> _PROBLEM DESCRIPTION_:
Reproduce the rows below word for word, from the first line through the line containing "[[296, 120]]", and leave the pictures out of your copy.

> _INPUT RECORDS_:
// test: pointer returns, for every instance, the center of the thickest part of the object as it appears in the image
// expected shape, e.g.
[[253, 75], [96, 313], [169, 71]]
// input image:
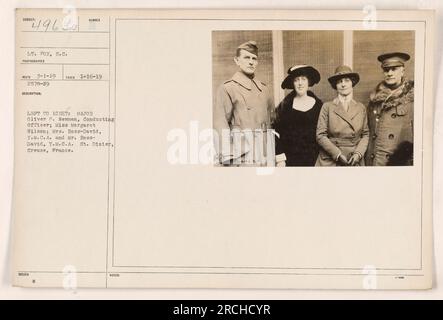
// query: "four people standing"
[[342, 132], [243, 104]]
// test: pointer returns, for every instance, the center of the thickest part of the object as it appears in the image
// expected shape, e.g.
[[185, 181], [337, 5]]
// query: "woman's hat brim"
[[355, 78], [310, 72]]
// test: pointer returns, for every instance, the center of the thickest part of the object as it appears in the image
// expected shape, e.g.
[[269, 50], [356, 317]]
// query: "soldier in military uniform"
[[391, 115], [243, 105]]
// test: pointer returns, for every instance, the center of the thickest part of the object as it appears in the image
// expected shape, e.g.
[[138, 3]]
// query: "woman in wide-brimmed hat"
[[342, 129], [297, 117]]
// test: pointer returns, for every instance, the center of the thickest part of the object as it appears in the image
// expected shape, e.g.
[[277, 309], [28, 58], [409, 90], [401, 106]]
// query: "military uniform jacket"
[[390, 115], [241, 103], [340, 131]]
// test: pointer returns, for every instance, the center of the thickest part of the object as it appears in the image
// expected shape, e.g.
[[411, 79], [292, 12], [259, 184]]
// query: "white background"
[[6, 157]]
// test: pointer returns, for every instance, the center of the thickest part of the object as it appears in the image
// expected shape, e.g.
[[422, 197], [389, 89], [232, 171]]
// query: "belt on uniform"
[[345, 142]]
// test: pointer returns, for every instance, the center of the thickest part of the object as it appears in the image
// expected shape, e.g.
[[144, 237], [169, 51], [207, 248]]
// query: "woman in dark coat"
[[296, 120]]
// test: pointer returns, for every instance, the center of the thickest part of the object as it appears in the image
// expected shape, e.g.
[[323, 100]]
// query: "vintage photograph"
[[313, 98]]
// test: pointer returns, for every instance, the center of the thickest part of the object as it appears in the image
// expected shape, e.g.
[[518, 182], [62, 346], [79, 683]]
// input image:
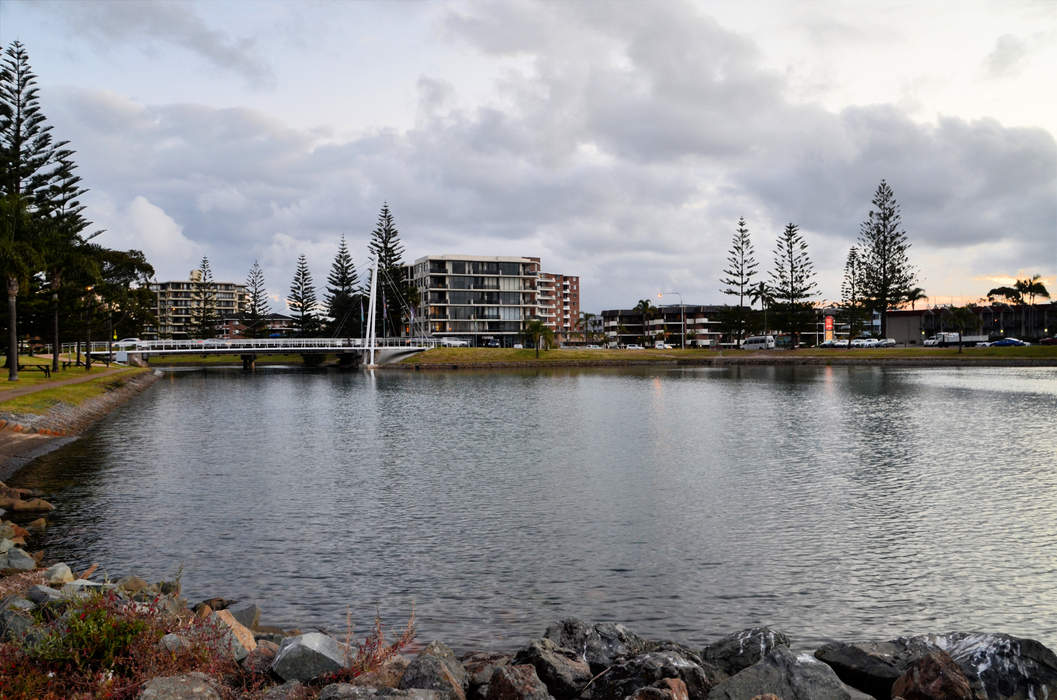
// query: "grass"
[[507, 356], [40, 402], [105, 647], [195, 360]]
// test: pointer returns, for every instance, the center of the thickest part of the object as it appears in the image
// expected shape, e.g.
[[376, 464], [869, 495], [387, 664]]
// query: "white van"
[[758, 343]]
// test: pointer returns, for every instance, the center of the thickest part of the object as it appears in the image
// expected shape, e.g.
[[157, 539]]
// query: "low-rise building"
[[180, 302]]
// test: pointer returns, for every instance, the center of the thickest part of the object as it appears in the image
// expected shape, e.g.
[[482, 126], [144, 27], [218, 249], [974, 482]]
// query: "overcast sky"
[[617, 141]]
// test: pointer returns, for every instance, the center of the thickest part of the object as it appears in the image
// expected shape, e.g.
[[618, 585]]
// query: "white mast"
[[371, 335]]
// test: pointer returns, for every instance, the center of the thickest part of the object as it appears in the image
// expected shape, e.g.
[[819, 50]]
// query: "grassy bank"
[[74, 394], [469, 357], [188, 360]]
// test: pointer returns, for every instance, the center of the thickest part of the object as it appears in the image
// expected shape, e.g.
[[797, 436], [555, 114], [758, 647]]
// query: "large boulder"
[[999, 666], [306, 657], [437, 668], [871, 666], [516, 682], [186, 686], [600, 645], [349, 692], [562, 669], [740, 650], [626, 678], [935, 675], [790, 677]]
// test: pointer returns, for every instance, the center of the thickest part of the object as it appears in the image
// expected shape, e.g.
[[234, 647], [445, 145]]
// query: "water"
[[687, 503]]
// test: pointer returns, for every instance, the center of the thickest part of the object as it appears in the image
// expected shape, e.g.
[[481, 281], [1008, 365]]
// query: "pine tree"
[[887, 275], [851, 294], [26, 154], [342, 295], [741, 269], [393, 291], [255, 315], [302, 299], [793, 281], [204, 316]]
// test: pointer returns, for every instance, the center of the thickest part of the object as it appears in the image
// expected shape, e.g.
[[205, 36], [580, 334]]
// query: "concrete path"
[[33, 388]]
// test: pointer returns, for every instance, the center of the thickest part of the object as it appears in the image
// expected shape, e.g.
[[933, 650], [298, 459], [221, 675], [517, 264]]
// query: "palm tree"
[[761, 292], [537, 332], [914, 295], [962, 318], [647, 310], [585, 323]]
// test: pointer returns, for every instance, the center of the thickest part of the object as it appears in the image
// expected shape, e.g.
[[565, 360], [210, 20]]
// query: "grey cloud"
[[618, 160], [1007, 56], [177, 23]]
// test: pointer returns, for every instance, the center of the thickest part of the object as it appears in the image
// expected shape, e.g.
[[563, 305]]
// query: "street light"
[[682, 313]]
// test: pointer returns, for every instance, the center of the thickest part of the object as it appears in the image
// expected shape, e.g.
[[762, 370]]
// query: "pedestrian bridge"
[[386, 350]]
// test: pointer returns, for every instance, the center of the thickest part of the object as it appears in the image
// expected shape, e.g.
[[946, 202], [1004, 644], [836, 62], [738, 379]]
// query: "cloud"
[[174, 23], [1007, 57], [623, 147]]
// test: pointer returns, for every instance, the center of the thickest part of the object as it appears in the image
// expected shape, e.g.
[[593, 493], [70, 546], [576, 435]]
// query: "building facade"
[[179, 302], [703, 329], [482, 300], [558, 305]]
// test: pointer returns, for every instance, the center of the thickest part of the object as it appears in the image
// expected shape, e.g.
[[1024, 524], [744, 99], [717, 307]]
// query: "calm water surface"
[[831, 502]]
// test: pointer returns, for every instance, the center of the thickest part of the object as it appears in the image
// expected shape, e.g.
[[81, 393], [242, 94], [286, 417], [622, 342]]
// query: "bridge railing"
[[266, 345]]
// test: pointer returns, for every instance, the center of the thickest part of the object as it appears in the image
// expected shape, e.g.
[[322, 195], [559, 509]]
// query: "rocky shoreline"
[[23, 437], [223, 651]]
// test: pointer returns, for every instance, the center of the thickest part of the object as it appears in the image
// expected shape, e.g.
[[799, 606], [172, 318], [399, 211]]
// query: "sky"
[[618, 141]]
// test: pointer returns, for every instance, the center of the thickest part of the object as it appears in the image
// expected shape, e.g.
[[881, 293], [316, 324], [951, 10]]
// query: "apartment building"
[[481, 299], [629, 326], [558, 305], [179, 301]]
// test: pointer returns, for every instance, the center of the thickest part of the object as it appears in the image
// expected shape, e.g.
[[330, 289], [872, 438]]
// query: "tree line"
[[345, 301], [59, 282], [877, 275]]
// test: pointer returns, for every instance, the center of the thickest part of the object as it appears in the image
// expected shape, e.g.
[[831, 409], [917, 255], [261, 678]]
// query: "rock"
[[481, 666], [289, 691], [43, 594], [259, 661], [32, 505], [600, 645], [186, 686], [935, 675], [347, 692], [646, 669], [740, 650], [174, 643], [246, 613], [517, 682], [999, 666], [871, 666], [386, 676], [562, 670], [667, 688], [306, 657], [787, 676], [20, 560], [132, 584], [242, 636], [58, 573], [437, 668]]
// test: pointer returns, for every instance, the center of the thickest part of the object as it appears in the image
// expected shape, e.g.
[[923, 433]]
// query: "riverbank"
[[53, 413], [510, 358], [63, 634]]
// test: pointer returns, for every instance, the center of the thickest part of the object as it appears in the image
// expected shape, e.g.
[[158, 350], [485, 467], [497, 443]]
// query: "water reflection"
[[835, 502]]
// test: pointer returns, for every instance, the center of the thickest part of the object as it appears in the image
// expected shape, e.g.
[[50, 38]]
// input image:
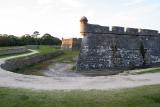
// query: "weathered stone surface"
[[132, 31], [117, 30], [119, 49]]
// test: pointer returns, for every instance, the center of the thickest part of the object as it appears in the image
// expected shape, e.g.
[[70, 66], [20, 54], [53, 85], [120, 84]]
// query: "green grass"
[[35, 69], [149, 70], [46, 49], [146, 96], [5, 47], [43, 49], [68, 56], [4, 56]]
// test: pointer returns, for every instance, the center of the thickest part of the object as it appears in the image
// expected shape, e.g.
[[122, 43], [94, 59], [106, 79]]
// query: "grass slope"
[[146, 96]]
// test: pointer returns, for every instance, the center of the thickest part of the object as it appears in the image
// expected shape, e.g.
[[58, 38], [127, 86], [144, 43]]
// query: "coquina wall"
[[117, 48]]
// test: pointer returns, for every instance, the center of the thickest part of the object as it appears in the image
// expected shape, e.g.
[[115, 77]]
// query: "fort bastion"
[[118, 48]]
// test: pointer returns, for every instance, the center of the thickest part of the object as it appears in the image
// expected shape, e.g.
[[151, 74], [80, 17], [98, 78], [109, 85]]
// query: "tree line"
[[11, 40]]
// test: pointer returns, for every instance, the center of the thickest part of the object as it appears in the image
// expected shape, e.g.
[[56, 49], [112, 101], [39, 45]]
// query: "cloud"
[[133, 2]]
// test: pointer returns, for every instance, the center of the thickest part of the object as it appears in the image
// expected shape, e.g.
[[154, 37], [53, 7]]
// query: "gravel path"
[[10, 79]]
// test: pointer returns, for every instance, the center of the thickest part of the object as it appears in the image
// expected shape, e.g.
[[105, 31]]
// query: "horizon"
[[60, 18]]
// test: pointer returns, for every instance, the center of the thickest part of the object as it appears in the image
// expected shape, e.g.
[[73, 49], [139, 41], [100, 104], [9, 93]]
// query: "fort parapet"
[[91, 28], [118, 48]]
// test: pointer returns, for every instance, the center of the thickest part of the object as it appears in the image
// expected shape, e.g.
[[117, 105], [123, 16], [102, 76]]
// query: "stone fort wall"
[[117, 48]]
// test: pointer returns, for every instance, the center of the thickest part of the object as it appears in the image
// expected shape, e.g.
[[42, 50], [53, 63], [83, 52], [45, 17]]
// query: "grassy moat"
[[146, 96]]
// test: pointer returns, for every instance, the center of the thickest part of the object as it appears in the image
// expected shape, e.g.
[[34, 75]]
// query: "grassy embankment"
[[149, 70], [66, 57], [146, 96], [4, 56]]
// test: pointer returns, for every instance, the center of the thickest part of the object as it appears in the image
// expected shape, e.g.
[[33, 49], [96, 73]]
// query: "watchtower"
[[83, 25]]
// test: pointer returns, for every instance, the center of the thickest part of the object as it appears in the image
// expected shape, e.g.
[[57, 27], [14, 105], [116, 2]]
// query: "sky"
[[60, 18]]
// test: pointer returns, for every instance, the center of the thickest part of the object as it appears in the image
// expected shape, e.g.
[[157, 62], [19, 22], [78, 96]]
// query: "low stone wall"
[[14, 64], [15, 50]]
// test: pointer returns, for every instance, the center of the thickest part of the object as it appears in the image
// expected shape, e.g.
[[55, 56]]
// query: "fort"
[[118, 48]]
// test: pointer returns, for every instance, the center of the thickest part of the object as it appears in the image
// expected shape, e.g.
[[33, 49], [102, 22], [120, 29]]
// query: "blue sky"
[[61, 17]]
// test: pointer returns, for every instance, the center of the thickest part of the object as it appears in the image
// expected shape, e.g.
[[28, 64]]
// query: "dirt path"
[[10, 79]]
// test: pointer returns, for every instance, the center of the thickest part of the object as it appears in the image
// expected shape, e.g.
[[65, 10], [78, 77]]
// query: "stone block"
[[148, 32], [117, 30], [132, 31]]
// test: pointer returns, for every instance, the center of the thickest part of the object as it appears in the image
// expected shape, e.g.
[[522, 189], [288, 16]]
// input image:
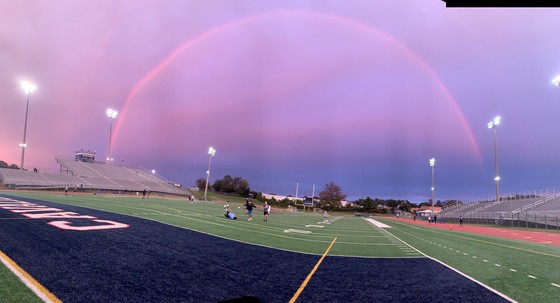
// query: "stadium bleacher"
[[89, 176]]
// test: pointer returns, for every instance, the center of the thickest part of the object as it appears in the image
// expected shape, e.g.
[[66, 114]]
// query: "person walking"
[[266, 211], [249, 207]]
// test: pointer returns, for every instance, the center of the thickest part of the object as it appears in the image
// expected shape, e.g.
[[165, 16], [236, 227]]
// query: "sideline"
[[300, 289], [28, 280], [453, 269]]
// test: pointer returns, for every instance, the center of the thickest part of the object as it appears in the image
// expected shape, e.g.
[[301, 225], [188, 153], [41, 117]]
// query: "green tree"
[[330, 197]]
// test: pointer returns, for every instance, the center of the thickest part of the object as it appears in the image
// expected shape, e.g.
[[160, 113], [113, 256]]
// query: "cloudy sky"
[[359, 93]]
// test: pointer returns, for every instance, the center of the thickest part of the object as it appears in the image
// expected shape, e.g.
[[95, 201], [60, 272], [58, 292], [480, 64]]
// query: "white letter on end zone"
[[109, 225]]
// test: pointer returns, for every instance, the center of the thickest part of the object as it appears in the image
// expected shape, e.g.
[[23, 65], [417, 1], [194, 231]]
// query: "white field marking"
[[26, 281], [455, 270], [378, 224], [297, 231]]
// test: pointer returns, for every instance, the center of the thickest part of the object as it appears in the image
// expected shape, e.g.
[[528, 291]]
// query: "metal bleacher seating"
[[89, 176]]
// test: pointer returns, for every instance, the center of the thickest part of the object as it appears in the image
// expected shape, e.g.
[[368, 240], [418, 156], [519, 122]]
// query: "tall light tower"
[[433, 165], [28, 88], [493, 124], [556, 81], [111, 114], [211, 152]]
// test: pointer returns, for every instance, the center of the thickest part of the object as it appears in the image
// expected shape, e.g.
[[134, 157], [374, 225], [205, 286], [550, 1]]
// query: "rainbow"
[[357, 24]]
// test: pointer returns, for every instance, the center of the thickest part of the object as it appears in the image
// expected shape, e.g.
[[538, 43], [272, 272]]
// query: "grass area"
[[13, 290], [526, 272]]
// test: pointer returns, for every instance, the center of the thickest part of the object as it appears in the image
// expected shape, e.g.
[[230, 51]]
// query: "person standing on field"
[[266, 211], [249, 207]]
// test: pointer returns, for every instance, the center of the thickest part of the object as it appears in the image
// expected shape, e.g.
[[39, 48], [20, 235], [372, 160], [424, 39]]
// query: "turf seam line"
[[45, 295], [304, 284], [455, 270]]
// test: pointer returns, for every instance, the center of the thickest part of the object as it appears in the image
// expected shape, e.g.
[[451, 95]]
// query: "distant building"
[[85, 156]]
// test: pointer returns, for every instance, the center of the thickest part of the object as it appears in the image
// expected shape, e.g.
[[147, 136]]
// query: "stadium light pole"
[[211, 152], [28, 88], [111, 114], [556, 81], [493, 124], [433, 166]]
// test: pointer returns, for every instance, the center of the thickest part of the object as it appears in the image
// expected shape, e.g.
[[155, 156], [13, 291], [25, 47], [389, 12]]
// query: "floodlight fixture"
[[433, 165], [556, 81], [111, 114], [28, 88], [495, 122], [211, 152], [492, 125]]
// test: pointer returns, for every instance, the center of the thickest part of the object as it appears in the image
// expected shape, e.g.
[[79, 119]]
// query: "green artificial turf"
[[526, 272]]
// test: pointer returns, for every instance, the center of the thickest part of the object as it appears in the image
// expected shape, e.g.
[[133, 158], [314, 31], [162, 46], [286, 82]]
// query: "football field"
[[129, 249]]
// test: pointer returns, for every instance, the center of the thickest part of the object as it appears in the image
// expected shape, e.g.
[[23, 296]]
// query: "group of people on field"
[[249, 211]]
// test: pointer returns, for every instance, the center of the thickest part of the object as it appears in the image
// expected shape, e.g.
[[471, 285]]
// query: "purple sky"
[[360, 93]]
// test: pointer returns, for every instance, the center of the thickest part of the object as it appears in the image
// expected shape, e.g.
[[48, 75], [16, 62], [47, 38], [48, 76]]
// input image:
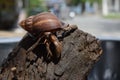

> _SOLUTION TO THIS PROBLEM_:
// test: pointer returns, for every instance, the center of the thickest part of the object as it appears in the image
// expected shape, e.g.
[[253, 75], [96, 313], [169, 71]]
// input image:
// query: "four people standing"
[[342, 132], [243, 104]]
// test: pointer returns, for every instance, the center of the thickest part of the object as it appears in the image
// expected shape, e.g.
[[185, 181], [337, 5]]
// query: "woman's hat brim"
[[355, 78], [310, 72]]
// test: pointer returns, for every instance, the center of the thickest part of the object as it appears in the image
// expected shape, e.g.
[[269, 50], [356, 317]]
// query: "soldier in military uniform"
[[391, 115], [243, 105]]
// test: pointer returns, for every instance, the center of the thickest part of the object as it appears in the image
// expected shape, e.g.
[[138, 3]]
// query: "woman in wide-brimmed hat"
[[342, 129], [297, 117]]
// test: pointer returns, for every instance, the center of the thickest part of the object as it appears in the image
// expected shape, e.g.
[[277, 309], [28, 58], [409, 90], [401, 106]]
// query: "military uniform jacket"
[[390, 115], [241, 103], [340, 131]]
// test: pointer returns, for every instance, the center of the thickest part of the object as it appears in the image
// expected shape, e.g.
[[411, 79], [292, 12], [259, 184]]
// query: "white background"
[[6, 157]]
// test: pointer returns, for every instance, the center of the thickest part of the object as it appears in the image
// expected shape, e.g.
[[422, 197], [389, 89], [232, 171]]
// query: "belt on uniform"
[[345, 142]]
// test: pointer returns, for every instance, the center of the thickest part of the object as it appears in the image
// expected shape, e.g.
[[144, 237], [169, 51], [207, 248]]
// query: "woman in dark coat"
[[296, 120]]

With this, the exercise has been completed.